Quelle qualification juridique doit-on donner à l’acte qui a causé le dommage dont le civilement responsable doit répondre en vertu de 1384, al. 1er cc ?

Malgré l’évolution générale des régimes spéciaux vers une responsabilité objective, et ce en raison du choix fait par les tribunaux d’une politique d’indemnisation des victimes, la jurisprudence qui s’est établie en matière d’édification des conditions d’application de la RGFA semble avoir pour une part accordé cette fois sa faveur à la protection du civilement responsable (1), et ce, nous semble-t-il, pour freiner la tendance à l’objectivation excessive dont témoigne le régime des causes d’exonération de ce type de responsabilité (2).

1) La nécessité d’un fait dommageable générateur de responsabilité propre de l’auteur du dommage.

La question s’est posée de savoir si pour pouvoir engager la responsabilité de plein droit du civilement responsable d’autrui, il fallait que la victime relève une faute ou un fait de nature à engager directement la propre responsabilité de l’agent primaire du dommage ?

La jurisprudence a évolué en la matière, ou du moins, semble avoir pris position aujourd’hui et refusé le simple acte causal de l’agent.

Faisons une distinction préalable entre les arrêts rentrant dans la lignée Blieck, et les arrêts rendus en matière d’association sportive.

Lignée Blieck :

La réponse en jurisprudence n’était pas évidente dans la mesure où tous les cas d’espèce où les juges ont fait application de la jurisprudence Blieck et donc fait application du principe de RGFA de l’a. 1384, al. 1er concernaient des hypothèses dans lesquelles l’auteur primaire du dommage avait commis une faute caractérisée (ex : il avait brûlé un champ volontairement). La question restait donc entièrement ouverte puisque la Cour ne s’est jamais prononcée explicitement sur la nature de l’acte de l’agent. Tenant compte de l’évolution de la jurisprudence en matière de responsabilité des parents, on pourrait envisager, qu’à l’instar de l’arrêt Levert Civ. 2ème , 10 mai 2001 rendu en matière de responsabilité parentale, la Cour ne décide qu’un acte seulement causal de la personne gardée puisse engager la responsabilité de son gardien.
Certains arrêts laissent à penser que la Cour n’entend pas s’engager dans cette voie.

Nous pouvons noter un 1er arrêt rendu par la CA Orléans 24 janvier 1996, qui, au visa de 1382cc, semblait admettre l’existence d’une faute. Certes, ce n’est qu’un arrêt d’appel ; et la Haute Juridiction quant à elle semblait se montrer dans un 1er tps plus hésitante. Je fais allusion à un arrêt déjà cité Cass. 2ème civ., 22 mai 2003 dans lequel la Cour fait référence au « fait dommageable » d’un mineur délinquant pour retenir la responsabilité de l’association qui en avait la garde sur le fondement de 1384, al. 1er . Cette notion de « fait dommageable » peut apparaître ambiguë puisqu’elle pourrait s’identifier à un simple fait causal et dans le cas d’espèce, la CA avait souverainement déclaré qu’il n’y avait pas lieu de relever une faute du mineur pour retenir la responsabilité de son gardien. Or, la Cour de cassation n’a pas contesté.

### Entrées fournies
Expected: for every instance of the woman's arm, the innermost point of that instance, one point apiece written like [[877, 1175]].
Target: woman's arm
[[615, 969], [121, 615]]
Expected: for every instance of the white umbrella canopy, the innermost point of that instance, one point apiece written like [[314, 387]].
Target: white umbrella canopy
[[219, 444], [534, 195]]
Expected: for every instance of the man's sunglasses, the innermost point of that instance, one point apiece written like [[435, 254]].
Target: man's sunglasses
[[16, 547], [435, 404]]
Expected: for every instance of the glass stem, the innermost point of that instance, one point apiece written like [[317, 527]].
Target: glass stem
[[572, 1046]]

### Problèmes et exercices
- 1) Recopiez sans rien changer les entrées depuis la ligne qui contient « Expected: for every instance of the glass » jusqu'à la fin des entrées, ces deux limites comprises.
- 2) Poursuivez le texte sur la responsabilité du fait d'autrui à partir de l'endroit où il s'interrompt.

### Corrigé des exercices
- 1)
Expected: for every instance of the glass stem, the innermost point of that instance, one point apiece written like [[317, 527]].
Target: glass stem
[[572, 1046]]

- 2)
Depuis cet arrêt, la Cour de cassation n’a pas eu à se prononcer de nouveau sur la nature de l’acte de l’agent dans les hypothèses issues traditionnellement de l’arrêt Blieck.

Toutefois, elle a tranché le débat en matière de responsabilité des associations sportives du fait de leurs membres et s’est expressément prononcée en faveur de l’exigence d’une faute.

Nous pouvons citer un premier arrêt en la matière de la CA Aix-en-Provence, 27 février 2002, qui semble-t-il, a donné le ton à suivre. Ce dernier impose en effet la preuve d’une faute à l’encontre d’un joueur pour que la responsabilité de son club puisse être engagée sur le fondement de l’article 1384, alinéa 1er .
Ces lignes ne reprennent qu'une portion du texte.